TASK DIRECTIONS: Every record shown below should be duplicated exactly.

*** Block opens ***

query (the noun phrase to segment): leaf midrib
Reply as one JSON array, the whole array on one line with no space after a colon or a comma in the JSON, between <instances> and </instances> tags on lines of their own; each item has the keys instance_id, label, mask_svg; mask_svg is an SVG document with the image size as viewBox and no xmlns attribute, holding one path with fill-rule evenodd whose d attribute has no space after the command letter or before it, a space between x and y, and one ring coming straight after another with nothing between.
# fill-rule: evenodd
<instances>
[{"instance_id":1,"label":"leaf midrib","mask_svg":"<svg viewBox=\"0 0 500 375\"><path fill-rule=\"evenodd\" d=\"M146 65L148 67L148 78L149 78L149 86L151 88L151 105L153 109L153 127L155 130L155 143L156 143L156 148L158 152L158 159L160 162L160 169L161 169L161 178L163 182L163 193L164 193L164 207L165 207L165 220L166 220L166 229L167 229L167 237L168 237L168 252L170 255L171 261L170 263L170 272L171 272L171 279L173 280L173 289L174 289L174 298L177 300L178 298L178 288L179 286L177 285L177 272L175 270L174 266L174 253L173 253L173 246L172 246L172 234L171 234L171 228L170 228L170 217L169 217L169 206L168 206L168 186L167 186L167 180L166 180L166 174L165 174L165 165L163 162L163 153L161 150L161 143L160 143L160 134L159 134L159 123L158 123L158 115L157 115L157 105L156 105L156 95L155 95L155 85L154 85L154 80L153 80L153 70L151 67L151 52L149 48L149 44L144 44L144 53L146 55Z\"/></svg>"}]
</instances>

*** Block closes ***

RESULT FOR THIS EXERCISE:
query (the noun phrase to segment): leaf midrib
Reply as one JSON array, the whole array on one line with no space after a colon or a comma in the JSON, between <instances> and </instances> tags on lines of their own; each item has the keys instance_id, label, mask_svg; mask_svg is an SVG document with the image size as viewBox and no xmlns attribute, holding one path with fill-rule evenodd whose d attribute has no space after the command letter or before it, a space between x and y, and one ring coming straight after another with nothing between.
# fill-rule: evenodd
<instances>
[{"instance_id":1,"label":"leaf midrib","mask_svg":"<svg viewBox=\"0 0 500 375\"><path fill-rule=\"evenodd\" d=\"M146 65L148 67L148 78L149 78L149 86L151 88L151 105L153 109L153 127L155 130L155 143L156 143L156 148L158 152L158 159L160 162L160 169L161 169L161 178L163 182L163 193L164 193L164 207L165 207L165 220L166 220L166 229L167 229L167 237L168 237L168 252L170 255L171 261L170 263L170 272L171 272L171 279L173 280L173 289L174 289L174 298L177 300L178 298L178 288L179 286L177 285L177 272L175 270L174 266L174 253L173 253L173 246L172 246L172 234L171 234L171 228L170 228L170 217L169 217L169 206L168 206L168 186L167 186L167 180L166 180L166 174L165 174L165 165L163 162L163 153L161 150L161 143L160 143L160 134L159 134L159 123L158 123L158 115L157 115L157 105L156 105L156 95L155 95L155 85L154 85L154 80L153 80L153 70L151 67L151 52L149 48L149 44L144 44L144 53L146 55Z\"/></svg>"}]
</instances>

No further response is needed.